Text provided -
-.-.-

Class DomainConfiguration

  • All Implemented Interfaces:
    Named

    public class DomainConfiguration
    extends Object
    implements Named
    This class describes a configuration for harvesting a domain. It combines a number of seedlists, a number of passwords, an order template, and some specialised settings to define the way to harvest a domain.
    • Constructor Detail

      • DomainConfiguration

        public DomainConfiguration​(String theConfigName,
                                   Domain domain,
                                   List<SeedList> seedlists,
                                   List<Password> passwords)
        Create a new configuration for a domain.
        Parameters:
        theConfigName - The name of this configuration
        domain - The domain that this configuration is for
        seedlists - Seedlists to use in this configuration.
        passwords - Passwords to use in this configuration.
      • DomainConfiguration

        public DomainConfiguration​(String theConfigName,
                                   String domainName,
                                   DomainHistory history,
                                   List<String> crawlertraps,
                                   List<SeedList> seedlists,
                                   List<Password> passwords)
        Alternate constructor. TODO Filter all history not relevant for this configuration
        Parameters:
        theConfigName - theConfigName The name of this configuration
        domainName - The name of the domain that this configuration is for
        history - The domainhistory of the given domain
        crawlertraps - The crawlertraps of the given domain
        seedlists - Seedlists to use in this configuration
        passwords - Passwords to use in this configuration.
    • Method Detail

      • setOrderXmlName

        public void setOrderXmlName​(String ordername)
        Specify the name of the order.xml template to use.
        Parameters:
        ordername - order.xml template name
        Throws:
        ArgumentNotValid - if filename null or empty
      • setMaxObjects

        public void setMaxObjects​(long max)
        Specify the maximum number of objects to retrieve from the domain.
        Parameters:
        max - maximum number of objects to retrieve
        Throws:
        ArgumentNotValid - if max<-1
      • setMaxRequestRate

        public void setMaxRequestRate​(int maxrate)

-.-.-

Data provided -
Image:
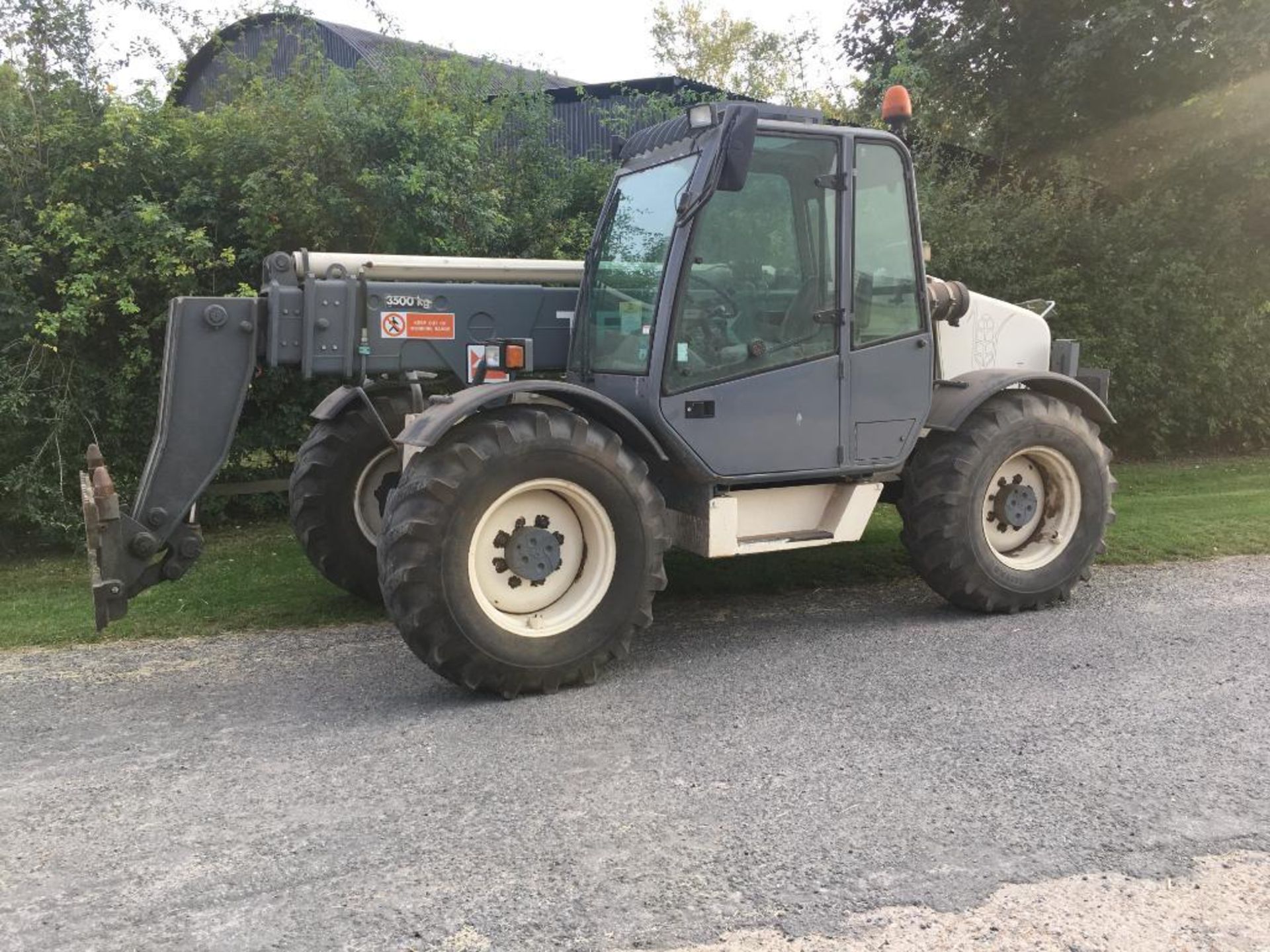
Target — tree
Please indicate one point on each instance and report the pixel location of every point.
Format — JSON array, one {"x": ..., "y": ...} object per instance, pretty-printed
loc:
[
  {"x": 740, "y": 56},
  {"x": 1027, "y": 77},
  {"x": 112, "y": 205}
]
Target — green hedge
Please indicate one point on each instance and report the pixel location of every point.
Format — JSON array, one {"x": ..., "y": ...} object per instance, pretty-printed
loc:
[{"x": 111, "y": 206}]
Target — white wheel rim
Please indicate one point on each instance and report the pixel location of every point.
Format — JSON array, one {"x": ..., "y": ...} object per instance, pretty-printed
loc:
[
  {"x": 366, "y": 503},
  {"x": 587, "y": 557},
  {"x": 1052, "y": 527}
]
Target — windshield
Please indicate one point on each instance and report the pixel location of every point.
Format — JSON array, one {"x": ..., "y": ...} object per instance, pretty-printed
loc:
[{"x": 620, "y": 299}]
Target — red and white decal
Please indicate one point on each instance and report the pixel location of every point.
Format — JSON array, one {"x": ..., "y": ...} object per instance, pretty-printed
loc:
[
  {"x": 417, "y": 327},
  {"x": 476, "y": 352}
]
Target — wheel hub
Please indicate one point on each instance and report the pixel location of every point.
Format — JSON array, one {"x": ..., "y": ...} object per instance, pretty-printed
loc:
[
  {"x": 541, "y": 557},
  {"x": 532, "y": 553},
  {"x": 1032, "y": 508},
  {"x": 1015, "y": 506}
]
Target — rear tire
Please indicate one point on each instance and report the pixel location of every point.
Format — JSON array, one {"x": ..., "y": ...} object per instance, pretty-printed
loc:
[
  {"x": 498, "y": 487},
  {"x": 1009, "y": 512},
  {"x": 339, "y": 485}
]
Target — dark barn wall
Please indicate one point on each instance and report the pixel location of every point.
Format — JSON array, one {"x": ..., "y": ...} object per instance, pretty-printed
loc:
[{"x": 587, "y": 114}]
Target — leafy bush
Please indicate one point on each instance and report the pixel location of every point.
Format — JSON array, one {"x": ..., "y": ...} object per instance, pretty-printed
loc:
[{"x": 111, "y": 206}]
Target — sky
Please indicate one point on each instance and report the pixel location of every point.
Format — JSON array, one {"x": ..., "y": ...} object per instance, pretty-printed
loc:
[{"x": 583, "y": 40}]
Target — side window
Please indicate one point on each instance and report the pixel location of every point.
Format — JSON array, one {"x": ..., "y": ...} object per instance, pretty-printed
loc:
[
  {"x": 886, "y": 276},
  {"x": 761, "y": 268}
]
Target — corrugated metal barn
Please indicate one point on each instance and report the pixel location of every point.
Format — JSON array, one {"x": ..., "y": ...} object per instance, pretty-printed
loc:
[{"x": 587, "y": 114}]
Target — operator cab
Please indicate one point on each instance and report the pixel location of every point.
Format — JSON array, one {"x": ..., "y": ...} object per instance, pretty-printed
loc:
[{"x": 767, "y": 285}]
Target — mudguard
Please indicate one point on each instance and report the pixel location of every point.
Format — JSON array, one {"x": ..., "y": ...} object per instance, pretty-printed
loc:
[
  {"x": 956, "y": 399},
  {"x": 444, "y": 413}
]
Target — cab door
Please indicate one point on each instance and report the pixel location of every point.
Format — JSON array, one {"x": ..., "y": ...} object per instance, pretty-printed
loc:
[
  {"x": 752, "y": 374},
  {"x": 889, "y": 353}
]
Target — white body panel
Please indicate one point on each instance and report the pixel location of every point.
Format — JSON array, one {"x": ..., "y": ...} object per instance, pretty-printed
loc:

-.-.-

Task brief - Condense the paragraph of the DomainConfiguration documentation that begins "This class describes a configuration" into a short bulleted list that keeps its main facts. Rely solely on the class documentation when completing the work that follows.

Result of the task -
- Purpose: describes a configuration for harvesting a domain
- Combines several seedlists, several passwords, an order template, and specialized settings
- Together, these define how a domain is harvested